** begin EXTRACT TO READ **
Using the internal oscillator:
A lot of microcontrollers must have C box at the beginning of Main with something like
osccon = 0x60; (This makes the microcontroller I'm using run with internal oscillator at 4MHz).
Or osccon = 0x70; (This makes the microcontroller I'm using run with internal oscillator at 8MHz).
Consult the microcontroller datasheet for more details. Don't forget the semicolon at the end of C statement

Even if you have not got a Matrix EB006 or other Matrix programmer it is a good idea to have PPP installed and with both Flowcodes V3 and V4 select 'Chip', 'Compiler options' then have 'Use external program to set configuration options' selected. Then click OK. This will ensure the correct configuration is sent to chip via compiled hex file.
Now select 'Chip', 'Configure' then click 'Switch To Expert Config Screen'. If you have not got matrix programmer or pickit, then just select 'Chip' then 'Compile to Hex'. This will create a file with the project name and hex extension, which can be loaded into your programmer for programming micocotroller chip.

2) Oscillator Selection. If using internal oscillator then it is best set on INTRC as Port I/O
If using external crystal 4 MHz or over then select HS
If External Crystal is under 4 MHz then select XT

3) Watchdog Timer. I would advise this to be Off.
If left on and 'Auto clear watchdog' (V4 and above only) is not selected or clear_wdt(); (all Flowcode versions) is not used then microcontroller will keep resetting itself before it has had a chance to run its code. So LED will not flash.
** end EXTRACT TO READ **
In the microcontroller setup notes, which oscillator setting should be selected when the external crystal is under 4 MHz?
** begin PROVIDED MATERIAL **
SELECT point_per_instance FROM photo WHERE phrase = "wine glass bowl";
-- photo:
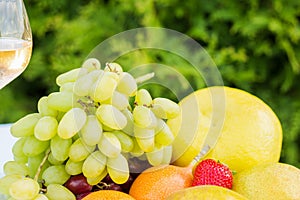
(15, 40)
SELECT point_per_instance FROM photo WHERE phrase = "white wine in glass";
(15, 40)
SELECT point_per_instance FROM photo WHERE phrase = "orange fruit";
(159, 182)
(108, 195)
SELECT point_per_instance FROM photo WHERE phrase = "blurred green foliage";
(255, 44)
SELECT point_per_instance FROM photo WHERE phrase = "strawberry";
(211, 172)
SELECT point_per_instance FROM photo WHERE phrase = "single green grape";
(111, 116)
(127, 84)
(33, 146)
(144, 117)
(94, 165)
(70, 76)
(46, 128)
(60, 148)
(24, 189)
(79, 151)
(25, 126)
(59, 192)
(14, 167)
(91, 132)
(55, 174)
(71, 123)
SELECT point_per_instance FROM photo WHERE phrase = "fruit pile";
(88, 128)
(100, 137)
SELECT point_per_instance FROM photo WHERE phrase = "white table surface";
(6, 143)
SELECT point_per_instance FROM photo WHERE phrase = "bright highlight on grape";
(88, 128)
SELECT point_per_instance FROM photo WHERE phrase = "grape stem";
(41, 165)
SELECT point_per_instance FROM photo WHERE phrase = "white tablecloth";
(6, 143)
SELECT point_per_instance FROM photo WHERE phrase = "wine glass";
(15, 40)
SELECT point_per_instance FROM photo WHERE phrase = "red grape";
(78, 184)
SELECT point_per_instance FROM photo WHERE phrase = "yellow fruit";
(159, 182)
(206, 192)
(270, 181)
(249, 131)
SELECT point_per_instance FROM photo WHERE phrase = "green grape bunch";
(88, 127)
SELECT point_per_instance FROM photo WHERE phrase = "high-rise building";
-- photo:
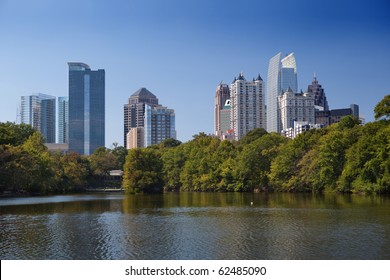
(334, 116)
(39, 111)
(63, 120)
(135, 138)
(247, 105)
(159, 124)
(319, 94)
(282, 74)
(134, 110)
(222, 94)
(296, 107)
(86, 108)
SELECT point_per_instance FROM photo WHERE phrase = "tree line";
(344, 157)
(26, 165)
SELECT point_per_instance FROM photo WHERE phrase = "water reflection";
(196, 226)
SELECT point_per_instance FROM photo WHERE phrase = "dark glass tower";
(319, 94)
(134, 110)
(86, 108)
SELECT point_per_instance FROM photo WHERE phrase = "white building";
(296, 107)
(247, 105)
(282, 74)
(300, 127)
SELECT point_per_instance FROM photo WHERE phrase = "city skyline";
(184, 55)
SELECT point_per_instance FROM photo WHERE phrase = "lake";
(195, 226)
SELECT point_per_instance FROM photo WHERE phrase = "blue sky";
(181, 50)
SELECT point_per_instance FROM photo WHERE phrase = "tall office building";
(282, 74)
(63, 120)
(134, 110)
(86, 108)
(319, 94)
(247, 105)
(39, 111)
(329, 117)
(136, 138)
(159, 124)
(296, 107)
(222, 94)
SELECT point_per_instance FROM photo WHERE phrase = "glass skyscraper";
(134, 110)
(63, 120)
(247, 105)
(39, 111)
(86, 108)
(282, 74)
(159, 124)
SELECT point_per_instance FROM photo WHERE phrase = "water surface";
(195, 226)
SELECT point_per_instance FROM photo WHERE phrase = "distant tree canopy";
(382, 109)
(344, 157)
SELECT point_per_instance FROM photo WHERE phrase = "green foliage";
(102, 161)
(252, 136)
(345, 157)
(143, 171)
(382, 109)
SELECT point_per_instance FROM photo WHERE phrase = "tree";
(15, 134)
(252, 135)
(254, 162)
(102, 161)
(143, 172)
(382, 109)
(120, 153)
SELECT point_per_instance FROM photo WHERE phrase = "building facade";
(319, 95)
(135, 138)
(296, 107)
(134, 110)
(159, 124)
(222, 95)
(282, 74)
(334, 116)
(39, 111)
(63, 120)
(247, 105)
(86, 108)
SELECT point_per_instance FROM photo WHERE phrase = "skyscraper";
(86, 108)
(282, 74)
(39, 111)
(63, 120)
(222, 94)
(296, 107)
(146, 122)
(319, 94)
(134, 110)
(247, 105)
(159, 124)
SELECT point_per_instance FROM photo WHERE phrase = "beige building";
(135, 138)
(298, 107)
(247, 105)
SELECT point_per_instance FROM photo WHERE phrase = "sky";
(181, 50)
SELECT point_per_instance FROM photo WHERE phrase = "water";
** end PROVIDED MATERIAL **
### FINAL ANSWER
XT